▶ Task prompt
Transcribe the lines below verbatim, skipping the images.
※
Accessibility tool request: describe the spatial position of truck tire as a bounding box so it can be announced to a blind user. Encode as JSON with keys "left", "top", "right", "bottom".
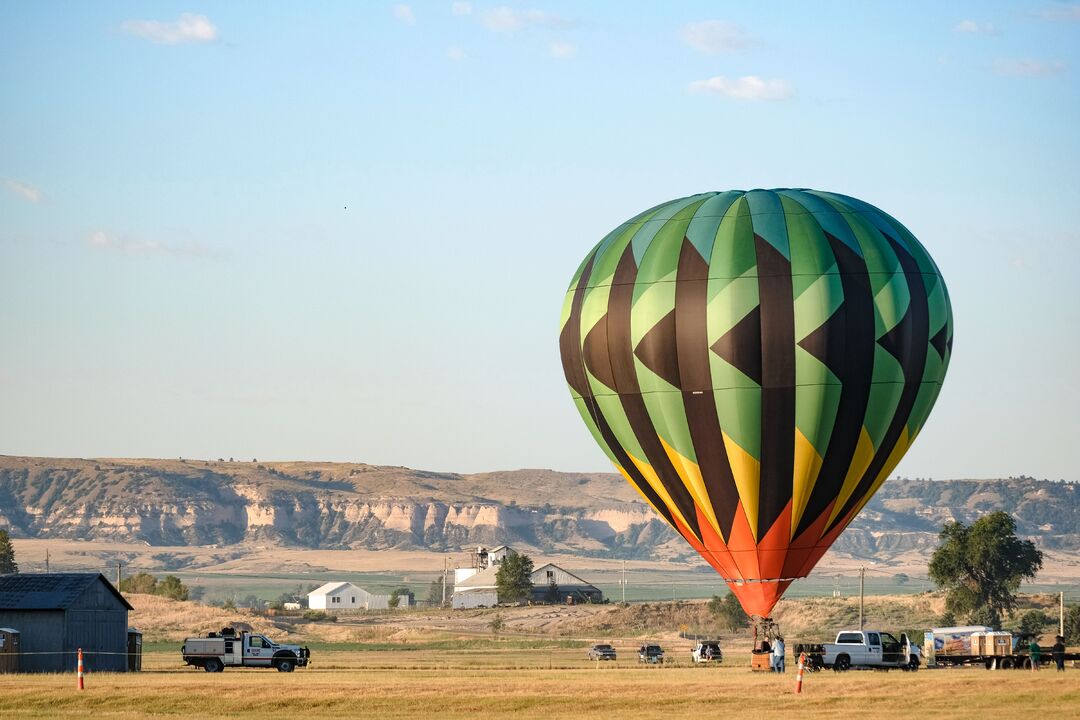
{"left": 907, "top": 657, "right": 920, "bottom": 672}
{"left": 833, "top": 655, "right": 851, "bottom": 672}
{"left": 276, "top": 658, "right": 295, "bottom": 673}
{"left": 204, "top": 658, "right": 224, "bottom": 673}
※
▶ Result of this exercise
Accessibility tool request: describe the spatial position of truck tire as a bounding box so it can be announced to a blind user. Encode as JSON with keys "left", "top", "right", "bottom".
{"left": 907, "top": 657, "right": 920, "bottom": 672}
{"left": 833, "top": 655, "right": 851, "bottom": 672}
{"left": 276, "top": 658, "right": 295, "bottom": 673}
{"left": 204, "top": 658, "right": 224, "bottom": 673}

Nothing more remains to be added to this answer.